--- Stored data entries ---

-.-.-

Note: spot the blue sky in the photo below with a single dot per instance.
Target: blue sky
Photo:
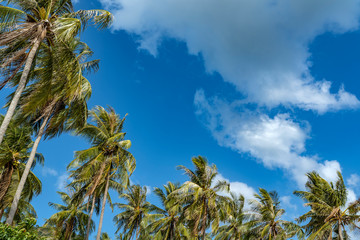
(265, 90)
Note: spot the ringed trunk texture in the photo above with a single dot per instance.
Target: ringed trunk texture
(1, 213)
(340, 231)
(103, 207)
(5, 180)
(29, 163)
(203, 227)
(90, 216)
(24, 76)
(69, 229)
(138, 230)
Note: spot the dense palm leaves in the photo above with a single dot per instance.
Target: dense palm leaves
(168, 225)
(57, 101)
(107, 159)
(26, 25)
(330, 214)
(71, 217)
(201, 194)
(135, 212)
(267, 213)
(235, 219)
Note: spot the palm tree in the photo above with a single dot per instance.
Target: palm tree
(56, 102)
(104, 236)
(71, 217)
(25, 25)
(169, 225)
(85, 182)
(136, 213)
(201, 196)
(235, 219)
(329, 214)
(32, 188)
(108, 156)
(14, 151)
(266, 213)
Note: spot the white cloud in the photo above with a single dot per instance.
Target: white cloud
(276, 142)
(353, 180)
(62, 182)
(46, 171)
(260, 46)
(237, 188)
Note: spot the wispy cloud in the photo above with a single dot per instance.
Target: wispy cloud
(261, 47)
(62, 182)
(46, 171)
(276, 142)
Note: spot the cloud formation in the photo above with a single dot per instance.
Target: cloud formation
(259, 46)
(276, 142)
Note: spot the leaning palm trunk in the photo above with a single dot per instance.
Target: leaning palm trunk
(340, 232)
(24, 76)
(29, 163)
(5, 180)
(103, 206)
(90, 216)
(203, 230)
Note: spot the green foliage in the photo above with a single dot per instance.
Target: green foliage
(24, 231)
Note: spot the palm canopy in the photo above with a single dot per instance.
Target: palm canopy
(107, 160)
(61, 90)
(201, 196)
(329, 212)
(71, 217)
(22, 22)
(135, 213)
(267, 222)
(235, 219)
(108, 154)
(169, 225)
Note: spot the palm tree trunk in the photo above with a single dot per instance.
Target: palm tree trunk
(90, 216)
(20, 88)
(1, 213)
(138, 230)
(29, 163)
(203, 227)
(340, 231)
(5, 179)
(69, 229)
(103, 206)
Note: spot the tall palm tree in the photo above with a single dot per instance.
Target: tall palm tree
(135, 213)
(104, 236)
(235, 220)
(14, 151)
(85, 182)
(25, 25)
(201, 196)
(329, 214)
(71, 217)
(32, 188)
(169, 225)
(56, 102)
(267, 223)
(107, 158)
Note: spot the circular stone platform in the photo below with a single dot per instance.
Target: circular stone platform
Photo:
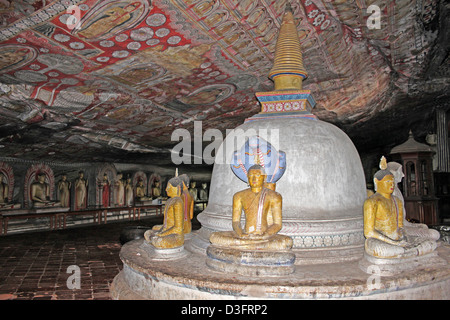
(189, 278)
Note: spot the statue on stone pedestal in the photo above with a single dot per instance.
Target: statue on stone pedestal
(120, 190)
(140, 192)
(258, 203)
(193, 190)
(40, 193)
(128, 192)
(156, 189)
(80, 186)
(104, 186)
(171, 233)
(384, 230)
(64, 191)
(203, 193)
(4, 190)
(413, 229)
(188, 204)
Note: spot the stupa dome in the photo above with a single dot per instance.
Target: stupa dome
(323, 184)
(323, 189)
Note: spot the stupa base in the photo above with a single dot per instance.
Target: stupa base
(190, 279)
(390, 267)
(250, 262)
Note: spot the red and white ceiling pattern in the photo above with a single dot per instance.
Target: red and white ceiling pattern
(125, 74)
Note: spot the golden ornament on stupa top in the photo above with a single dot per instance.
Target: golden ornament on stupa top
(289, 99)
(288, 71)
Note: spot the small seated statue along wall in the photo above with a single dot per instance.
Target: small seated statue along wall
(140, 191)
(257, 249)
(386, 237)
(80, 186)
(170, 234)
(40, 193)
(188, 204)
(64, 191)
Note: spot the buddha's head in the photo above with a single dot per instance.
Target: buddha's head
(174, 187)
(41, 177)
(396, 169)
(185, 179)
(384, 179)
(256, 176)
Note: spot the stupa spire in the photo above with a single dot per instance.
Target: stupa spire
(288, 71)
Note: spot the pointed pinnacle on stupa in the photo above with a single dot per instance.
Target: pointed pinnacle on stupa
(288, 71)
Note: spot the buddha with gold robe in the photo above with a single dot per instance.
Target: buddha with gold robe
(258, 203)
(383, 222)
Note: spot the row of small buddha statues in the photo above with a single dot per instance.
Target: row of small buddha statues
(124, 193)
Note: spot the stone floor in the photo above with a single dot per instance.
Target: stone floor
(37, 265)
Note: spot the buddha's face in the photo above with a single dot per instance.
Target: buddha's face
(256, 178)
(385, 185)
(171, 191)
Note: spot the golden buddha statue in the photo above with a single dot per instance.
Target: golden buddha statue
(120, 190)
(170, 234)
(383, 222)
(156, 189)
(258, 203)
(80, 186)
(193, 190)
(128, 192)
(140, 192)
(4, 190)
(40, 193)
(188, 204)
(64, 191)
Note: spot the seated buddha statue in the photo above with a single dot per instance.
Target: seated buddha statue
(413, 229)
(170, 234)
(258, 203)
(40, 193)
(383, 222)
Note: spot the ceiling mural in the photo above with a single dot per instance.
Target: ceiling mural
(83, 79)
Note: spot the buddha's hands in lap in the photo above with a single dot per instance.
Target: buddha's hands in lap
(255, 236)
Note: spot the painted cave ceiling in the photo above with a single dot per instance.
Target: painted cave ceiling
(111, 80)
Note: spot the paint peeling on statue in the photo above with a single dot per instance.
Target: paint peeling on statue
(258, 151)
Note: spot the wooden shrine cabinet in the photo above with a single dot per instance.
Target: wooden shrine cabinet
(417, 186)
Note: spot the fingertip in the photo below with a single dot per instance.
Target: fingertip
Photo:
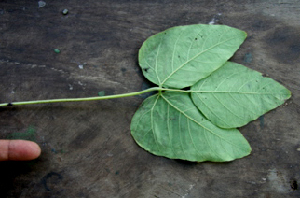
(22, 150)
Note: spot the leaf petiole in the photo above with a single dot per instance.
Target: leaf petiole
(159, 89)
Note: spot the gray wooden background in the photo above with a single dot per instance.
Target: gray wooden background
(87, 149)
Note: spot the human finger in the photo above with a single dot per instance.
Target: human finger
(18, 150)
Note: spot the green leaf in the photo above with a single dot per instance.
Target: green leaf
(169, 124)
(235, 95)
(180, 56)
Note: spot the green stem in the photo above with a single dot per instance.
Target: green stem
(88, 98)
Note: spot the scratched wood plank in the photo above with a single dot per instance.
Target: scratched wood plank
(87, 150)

-.-.-

--- PROBLEM DETAILS ---
Set down every record once more, word for word, without pictures.

--- OUTPUT ---
Note: spot the blue sky in the photo below with a single dot per instance.
Target: blue sky
Photo:
(265, 90)
Note: spot the ringed trunk texture in the photo above with a single dot per instance.
Target: ringed trunk texture
(1, 213)
(340, 231)
(103, 207)
(5, 180)
(29, 163)
(203, 227)
(90, 216)
(24, 76)
(69, 229)
(138, 230)
Note: spot the dense palm leaves in the photo above with a single dot per instance.
Target: dense palm leaves
(168, 225)
(57, 101)
(107, 159)
(26, 25)
(330, 214)
(71, 217)
(201, 194)
(135, 212)
(267, 213)
(235, 219)
Note: spot the palm tree in the photo above with a single dot per instance.
Target: palm tree
(56, 102)
(104, 236)
(71, 217)
(25, 25)
(169, 225)
(85, 182)
(136, 213)
(201, 196)
(235, 219)
(329, 214)
(32, 188)
(108, 156)
(14, 151)
(266, 213)
Note: spot the white cloud in the photo above with a single dot per instance.
Target: white cloud
(276, 142)
(353, 180)
(62, 182)
(46, 171)
(260, 46)
(237, 188)
Note: spot the wispy cloud in the photo above with a single dot per instance.
Target: wispy cloud
(261, 47)
(62, 182)
(46, 171)
(276, 142)
Note: spot the cloud formation in the photo above with a single dot per instance.
Target: cloud formation
(259, 46)
(276, 142)
Note: spot the leaning palm trunk in the photo above with a single dot per instance.
Target: leaning palm trunk
(340, 232)
(24, 76)
(29, 163)
(5, 180)
(103, 206)
(90, 216)
(203, 230)
Note: spot the green foliage in the photo above with a single dot per instance.
Target: green foliage
(24, 231)
Note: spot the palm canopy in the photo above with a single dot per instance.
Target: palm canopy
(107, 160)
(61, 90)
(201, 196)
(329, 212)
(71, 217)
(22, 22)
(135, 213)
(267, 222)
(235, 219)
(108, 154)
(169, 225)
Note: spot the palm tree trunk in the photo above with a single dot per instance.
Target: palm tree trunk
(90, 216)
(20, 88)
(1, 213)
(138, 230)
(29, 163)
(203, 227)
(340, 231)
(5, 179)
(69, 229)
(103, 206)
Note: spot the tall palm tree in the photo above with a single dot per instance.
Target: tall palm tree
(135, 213)
(104, 236)
(235, 220)
(14, 151)
(85, 182)
(25, 25)
(201, 196)
(329, 214)
(71, 217)
(32, 188)
(169, 225)
(56, 102)
(267, 223)
(107, 158)
Note: spot the circular stone platform in the photo below with a single dot per instance.
Target: circular stone platform
Photo:
(189, 278)
Note: spot the statue on stone pedestal in the photo above with a single dot per instance.
Target: statue on stone pedestal
(120, 190)
(140, 192)
(258, 203)
(193, 190)
(40, 193)
(128, 192)
(156, 189)
(80, 186)
(104, 186)
(171, 233)
(384, 230)
(64, 191)
(203, 193)
(4, 190)
(413, 229)
(188, 204)
Note: spot the stupa dome in the photo above with a single dot per instance.
Target: stupa dome
(323, 184)
(323, 189)
Note: spot the stupa base in the photo above with a single dot per instance.
Target: stupa base
(190, 279)
(390, 267)
(250, 262)
Note: spot the red and white ceiling pattern in the photo above with a single dot per instance.
Target: red and white ceiling pattern
(125, 74)
Note: spot the golden ornament on stupa top in the photo above with a single dot per instance.
Target: golden ornament on stupa top
(289, 99)
(288, 71)
Note: spot the small seated statue along wall in the photo above with a single dot per instance.
Target: small seated statue along wall
(140, 191)
(257, 249)
(386, 237)
(80, 186)
(170, 234)
(40, 193)
(188, 204)
(64, 191)
Note: spot the buddha's head in the photo above with a single dot per instance.
Target: buddha's head
(174, 187)
(41, 177)
(396, 169)
(185, 179)
(384, 179)
(256, 176)
Note: spot the stupa spire in the photo above with a single dot per instance.
Target: stupa spire
(288, 71)
Note: spot the pointed pinnacle on stupa in the photo above with a single dot per instance.
Target: pointed pinnacle on stupa
(288, 71)
Note: spot the buddha with gold robe in the photo above with a single dot per instance.
Target: buddha with gold robe
(258, 203)
(383, 222)
Note: spot the row of small buddha statues in the photo above with a single dot per instance.
Target: row of small buddha statues
(124, 193)
Note: spot the stone floor in the photo above with a single dot per instance.
Target: stone floor
(37, 265)
Note: spot the buddha's face in the photo above with a single dot per instance.
Target: buddha's face
(256, 178)
(385, 185)
(171, 191)
Note: spot the golden buddha statue in the photo above with a single dot per instance.
Target: golden buddha statue
(120, 190)
(170, 234)
(383, 222)
(156, 189)
(258, 203)
(80, 186)
(193, 190)
(128, 192)
(140, 192)
(4, 190)
(40, 193)
(188, 204)
(64, 191)
Note: spot the seated buddha statue in the photo above with a single dot per instance.
Target: seated buddha statue
(413, 229)
(170, 234)
(258, 203)
(40, 193)
(383, 222)
Note: spot the ceiling mural in the photo above with a single dot per instance.
Target: ceiling mural
(83, 79)
Note: spot the buddha's hands in lap in the photo above with a single dot per instance.
Target: buddha's hands in lap
(255, 236)
Note: spot the painted cave ceiling in the photo above with a single dot per instance.
Target: painted cave ceiling
(111, 80)
Note: spot the paint peeling on statue in the photo above with a single dot per instance.
Target: paint peeling on statue
(258, 151)
Note: spot the wooden shrine cabinet in the photo above with a single dot per instance.
Target: wooden shrine cabinet
(417, 186)
Note: spot the fingertip in the photo below with a single dot per instance.
Target: fingertip
Photo:
(22, 150)
Note: spot the leaf petiole in the photo above with a single dot per instance.
Target: leaf petiole
(159, 89)
Note: spot the gray wooden background in the photo above with a single dot per instance.
Target: gray wooden background
(87, 149)
Note: spot the human finger in the photo above with a single dot per instance.
Target: human finger
(18, 150)
Note: spot the green leaf in the photo above with a single dot per instance.
Target: green leaf
(169, 124)
(235, 95)
(180, 56)
Note: spot the green stem in the photo above with a single dot per instance.
Target: green stem
(88, 98)
Note: spot the scratched wood plank in the photo above with a single dot per instance.
Target: scratched wood plank
(87, 150)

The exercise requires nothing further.